Исходный фрагмент:
※

Осип Мандельштам родился в 1891 году в еврейской семье. От матери Мандельштам унаследовал, наряду с предрасположенностью к сердечным заболеваниям и музыкальностью, обостренное чувство звуков русского языка.
Мандельштам будучи евреем избирает быть русским поэтом - не просто “русскоязычным”, а именно русским. И это решение не такое само собой разумеющееся: начало века в России - время бурного развития еврейской литературы, как на иврите и на идише, так, отчасти, и на русском языке. Соединяя в себе еврейство и Россию, мандельштамовская поэзия несет в себе универсализм, соединяя в себе национальное русское православие и национальный практикуляризм евреев.
Посох мой, моя свобода -
Сердцевина бытия,
Скоро ль истиной народа
Станет истина моя?
Я земле не поклонился
Прежде, чем себя нашел;
Посох взял, развеселился
И в далекий Рим пошел.
А снега на черных пашнях
Не растают никогда,
И печаль моих домашних
Мне по-прежнему чужда.
Первая русская революция и события, сопутствующие ей, для мандельштамовского поколения совпали со вступлением в жизнь. В этот период Мандельштама заинтересовала политика, но тогда, на переломе от отрочества к юности, он оставил политику ради поэзии.

※

Извлечённые записи:
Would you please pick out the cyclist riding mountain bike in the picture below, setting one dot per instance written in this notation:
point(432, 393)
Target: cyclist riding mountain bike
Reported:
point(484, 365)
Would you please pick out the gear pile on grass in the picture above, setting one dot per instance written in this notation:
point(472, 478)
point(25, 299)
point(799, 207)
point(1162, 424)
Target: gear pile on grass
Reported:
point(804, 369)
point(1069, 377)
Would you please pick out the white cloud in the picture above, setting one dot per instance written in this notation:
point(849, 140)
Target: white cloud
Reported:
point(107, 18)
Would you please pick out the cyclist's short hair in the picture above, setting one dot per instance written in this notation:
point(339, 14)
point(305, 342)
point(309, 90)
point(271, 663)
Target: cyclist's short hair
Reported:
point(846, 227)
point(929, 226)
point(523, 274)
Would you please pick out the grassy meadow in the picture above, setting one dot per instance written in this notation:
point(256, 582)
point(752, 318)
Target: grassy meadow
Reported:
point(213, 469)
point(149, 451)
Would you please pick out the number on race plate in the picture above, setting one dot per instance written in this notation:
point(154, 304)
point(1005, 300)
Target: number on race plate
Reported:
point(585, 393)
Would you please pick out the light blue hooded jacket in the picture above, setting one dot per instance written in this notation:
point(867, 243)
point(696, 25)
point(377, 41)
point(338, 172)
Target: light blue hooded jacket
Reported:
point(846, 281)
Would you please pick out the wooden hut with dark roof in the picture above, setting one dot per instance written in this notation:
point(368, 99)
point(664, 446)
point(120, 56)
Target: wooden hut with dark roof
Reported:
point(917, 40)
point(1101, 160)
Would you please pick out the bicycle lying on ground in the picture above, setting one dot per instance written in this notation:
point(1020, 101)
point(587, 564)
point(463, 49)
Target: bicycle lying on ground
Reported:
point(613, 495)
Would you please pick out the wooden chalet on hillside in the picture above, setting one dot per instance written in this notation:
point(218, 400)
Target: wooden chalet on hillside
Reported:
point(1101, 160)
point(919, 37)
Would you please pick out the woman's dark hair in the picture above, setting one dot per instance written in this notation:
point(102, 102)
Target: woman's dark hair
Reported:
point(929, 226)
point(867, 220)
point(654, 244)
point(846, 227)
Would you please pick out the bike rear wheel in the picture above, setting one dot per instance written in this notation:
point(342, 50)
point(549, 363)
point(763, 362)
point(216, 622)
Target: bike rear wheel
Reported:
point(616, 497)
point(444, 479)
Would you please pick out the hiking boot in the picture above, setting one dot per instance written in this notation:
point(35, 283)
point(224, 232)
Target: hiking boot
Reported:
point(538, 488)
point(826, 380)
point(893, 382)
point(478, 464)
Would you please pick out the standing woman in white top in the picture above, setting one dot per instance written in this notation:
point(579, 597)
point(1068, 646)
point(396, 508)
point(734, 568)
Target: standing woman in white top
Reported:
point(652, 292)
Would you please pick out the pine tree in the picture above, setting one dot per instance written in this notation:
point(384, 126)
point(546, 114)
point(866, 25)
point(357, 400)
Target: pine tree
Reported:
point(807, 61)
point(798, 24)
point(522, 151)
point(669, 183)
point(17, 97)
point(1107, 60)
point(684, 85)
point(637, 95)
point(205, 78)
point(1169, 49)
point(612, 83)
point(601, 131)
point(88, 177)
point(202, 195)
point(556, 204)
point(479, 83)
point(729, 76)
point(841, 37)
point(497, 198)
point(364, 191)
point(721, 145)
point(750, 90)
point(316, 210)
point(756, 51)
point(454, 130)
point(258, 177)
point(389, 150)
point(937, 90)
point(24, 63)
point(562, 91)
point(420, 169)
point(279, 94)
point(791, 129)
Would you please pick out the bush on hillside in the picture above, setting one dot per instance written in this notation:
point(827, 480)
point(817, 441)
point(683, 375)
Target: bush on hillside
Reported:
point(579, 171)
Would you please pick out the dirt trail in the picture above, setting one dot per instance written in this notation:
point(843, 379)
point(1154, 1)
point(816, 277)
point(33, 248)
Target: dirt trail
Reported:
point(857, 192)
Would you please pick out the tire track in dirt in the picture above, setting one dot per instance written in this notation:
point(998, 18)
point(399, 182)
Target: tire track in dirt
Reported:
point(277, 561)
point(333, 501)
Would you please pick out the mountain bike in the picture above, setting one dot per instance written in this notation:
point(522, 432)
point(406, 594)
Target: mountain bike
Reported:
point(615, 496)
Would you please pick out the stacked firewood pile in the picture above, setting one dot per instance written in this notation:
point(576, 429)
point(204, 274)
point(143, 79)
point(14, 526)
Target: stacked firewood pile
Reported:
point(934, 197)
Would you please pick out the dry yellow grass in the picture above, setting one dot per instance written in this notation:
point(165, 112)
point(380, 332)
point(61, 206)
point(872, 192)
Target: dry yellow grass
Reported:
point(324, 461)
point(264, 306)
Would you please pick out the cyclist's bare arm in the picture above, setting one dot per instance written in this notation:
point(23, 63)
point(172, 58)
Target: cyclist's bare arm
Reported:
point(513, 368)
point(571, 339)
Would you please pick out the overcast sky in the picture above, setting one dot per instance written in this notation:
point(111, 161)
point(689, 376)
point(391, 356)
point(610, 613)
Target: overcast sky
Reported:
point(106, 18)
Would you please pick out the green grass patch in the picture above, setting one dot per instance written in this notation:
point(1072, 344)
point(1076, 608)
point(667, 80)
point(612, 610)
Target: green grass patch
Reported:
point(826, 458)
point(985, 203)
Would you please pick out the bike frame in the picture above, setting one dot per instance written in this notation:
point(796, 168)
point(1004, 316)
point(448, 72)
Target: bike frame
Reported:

※

Обязательные задания:
1. Что, согласно тексту о Мандельштаме, поэт унаследовал от матери?
2. Продолжите текст о Мандельштаме, начав сразу после его последнего предложения.

Ответы:
1. Предрасположенность к сердечным заболеваниям, музыкальность и обостренное чувство звуков русского языка.

2.
Мандельштам избегает слов, чересчур бросающихся в глаза: у него нет ни разгула изысканных архаизмов, как у Вячеслава Иванова, ни нагнетания вульгаризмов, как у Маяковского, ни обилия неологизмов, как у Цветаевой, ни наплыва бытовых оборотов и словечек, как у Пастернака.
Есть целомудренные чары -
Высокий лад, глубокий мир,
Далеко от эфирных лир
Мной установленные лары.
У тщательно обмытых ниш
В часы внимательных закатов
Я слушаю моих пенатов
Всегда восторженную тишь.
Начало первой мировой войны - рубеж времен:
Век мой, зверь мой, кто сумеет
Заглянуть в твои зрачки
И своею кровью склеит
Двух столетий позвонки?
Мандельштам отмечает, что прошло время окончательного прощания с Россией Александра (Александра Ш и Александра Пушкина), Россией европейской, классической, архитектурной. Но перед своим концом именно обреченное “величие”,именно “исторические формы и идеи” обступают ум поэта. В их внутренней опустошенности он должен убедиться - не из внешних событий, а из внутреннего опыта усилий сочувствовать “миру державному”, вчувствоваться в его строй. Он прощается с ним по-своему, перебирая старые мотивы, приводя их в порядок, составляя для них средствами поэзии некий каталог. В мандельштамовской системе шифров, обреченный Петербург, именно в своем качестве имперской столицы, эквивалентен той Иудее, о которой сказано, что она, распяв Христа, “окаменела”и связывается со святым богоотступническим и гибнущим Иерусалимом. Цвета, характеризующие базблагодатное иудейство - это черный и желтый. Так вот именно эти цвета характеризуют петербургский “мир державный” (цвета российского императорского штандарта).
Самым значительным из откликов Мандельштама на революцию 1917 года было стихотворение “Сумерки свободы”. Его очень трудно подвести под рубрику “принятия” или “непринятия” революции в тривиальном смысле, но тема отчания звучит в нем очень громко:
Прославим, братья, сумерки свободы,
Великий сумеречный год!
В кипящие ночные воды
Опущен грузный лес тенет.
Восходишь ты в глухие годы, -
О, солнце, судия, народ.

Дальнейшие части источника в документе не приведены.